▶ EXTRAIT DU TEXTE
——————————
Lettre ouverte
L’abattage des loups en Suisse de décembre 2023 à janvier 2024
Au conseiller fédéral Albert Rösti et au comité permanent de la Convention de Berne
28 novembre 2023 – Nous, soussignés, sommes extrêmement préoccupés par l’abattage à venir qui permettrait à la Suisse de réduire le nombre de loups suisses jusqu’à 70%, ainsi que par la récente modification de la législation nationale suisse qui sape la protection des loups et fournit un cadre juridique aux cantons pour extirper des meutes entières jusqu’à un quota fixé sur une base préventive, indépendamment du fait qu’elles aient ou non causé des dommages importants au bétail ou menacé des êtres humains.
Ces mesures radicales et unilatérales ne menacent pas seulement la fragile population de loups de Suisse, elles ont un impact négatif sur l’ensemble de la population de loups des Alpes occidentales et centrales. Le préambule de la Convention mentionne expressément la double menace de l’appauvrissement et de l’extinction des espèces. En tant que prédateur du sommet de la chaîne et espèce clé de voûte, le loup contribue à une vie animale et végétale plus riche. Les mesures préventives, telles que les clôtures électriques et les chiens de garde, sont efficaces pour réduire la prédation du bétail et devraient être plus largement mises en œuvre. Il existe de meilleurs moyens de coexister avec cette espèce clé que l’abattage aléatoire et à grande échelle.
Contexte
Originaire de Suisse, le loup gris (Canis lupus) a été chassé jusqu’à l’extinction à la fin du 19e siècle, le dernier individu ayant été abattu au Tessin en 1872. Au milieu des années 1990, les loups ont commencé à recoloniser naturellement certaines parties du pays à partir de l’Italie. La première meute, sans doute la plus célèbre, s’est formée en 2012 dans la région de Calanda, dans le canton des Grisons. Depuis, des loups ont été recensés dans 20 cantons, principalement dans les Alpes, mais aussi dans le Jura. Le loup est protégé depuis 1986 par la loi fédérale sur la chasse.
L’Office fédéral de l’environnement (OFEV) a estimé le nombre de loups suisses à 250 « individus matures » en 2022. KORA, qui surveille les populations de grands prédateurs pour le compte de la Confédération, estime qu’il y a actuellement 8 couples de loups et 31 meutes, dont 9 meutes transfrontalières partagées avec la France et l’Italie. La Suisse offre des habitats très favorables aux loups et la moitié du pays pourrait théoriquement abriter 50 à 100 meutes. Les loups suisses font partie d’une population plus large des Alpes occidentales et centrales dont les effectifs augmentent également. En effet, les populations croissantes de France et d’Italie ont été la raison invoquée par l’OFEV pour la récente reclassification du loup d’espèce en danger (EN) à espèce vulnérable (VU), malgré le fait qu’une population de 250 individus devrait être classée comme espèce en danger, sur la base des critères de classification D.
——————————
▶ LIGNES FOURNIES
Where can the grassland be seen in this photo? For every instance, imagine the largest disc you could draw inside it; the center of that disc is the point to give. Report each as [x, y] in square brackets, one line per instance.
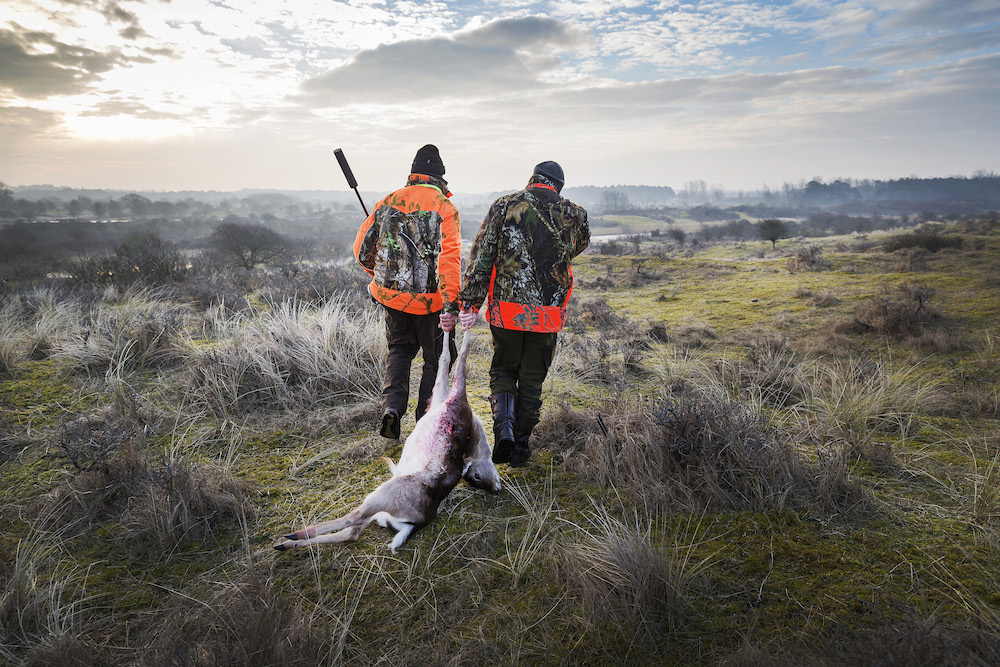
[747, 456]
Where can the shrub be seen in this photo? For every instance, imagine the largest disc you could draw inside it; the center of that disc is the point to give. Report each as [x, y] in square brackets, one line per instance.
[807, 258]
[142, 257]
[900, 312]
[928, 240]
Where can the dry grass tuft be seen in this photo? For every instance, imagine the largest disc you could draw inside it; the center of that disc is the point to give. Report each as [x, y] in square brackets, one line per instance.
[858, 403]
[157, 504]
[625, 577]
[696, 450]
[895, 637]
[128, 332]
[251, 622]
[294, 357]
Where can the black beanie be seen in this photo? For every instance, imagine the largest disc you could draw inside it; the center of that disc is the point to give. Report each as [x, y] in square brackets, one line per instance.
——————————
▶ EXERCICES
• a. Répondez aux questions suivantes d’après la lettre ouverte :
(i) En quelle année le dernier loup a-t-il été abattu au Tessin ?
(ii) Dans quelle région s’est formée la première meute en 2012 ?
(iii) Combien de meutes KORA estime-t-il qu’il y a actuellement en Suisse ?
• b. Recopiez le passage de la lettre ouverte qui commence par « Ces mesures radicales » et se poursuit jusqu’à « à grande échelle. ».
Les lignes fournies n’interviennent pas dans ce travail.

▶ RÉPONSES ATTENDUES
• a.
(i) En 1872.
(ii) Dans la région de Calanda, dans le canton des Grisons.
(iii) 31 meutes.

• b.
Ces mesures radicales et unilatérales ne menacent pas seulement la fragile population de loups de Suisse, elles ont un impact négatif sur l’ensemble de la population de loups des Alpes occidentales et centrales. Le préambule de la Convention mentionne expressément la double menace de l’appauvrissement et de l’extinction des espèces. En tant que prédateur du sommet de la chaîne et espèce clé de voûte, le loup contribue à une vie animale et végétale plus riche. Les mesures préventives, telles que les clôtures électriques et les chiens de garde, sont efficaces pour réduire la prédation du bétail et devraient être plus largement mises en œuvre. Il existe de meilleurs moyens de coexister avec cette espèce clé que l’abattage aléatoire et à grande échelle.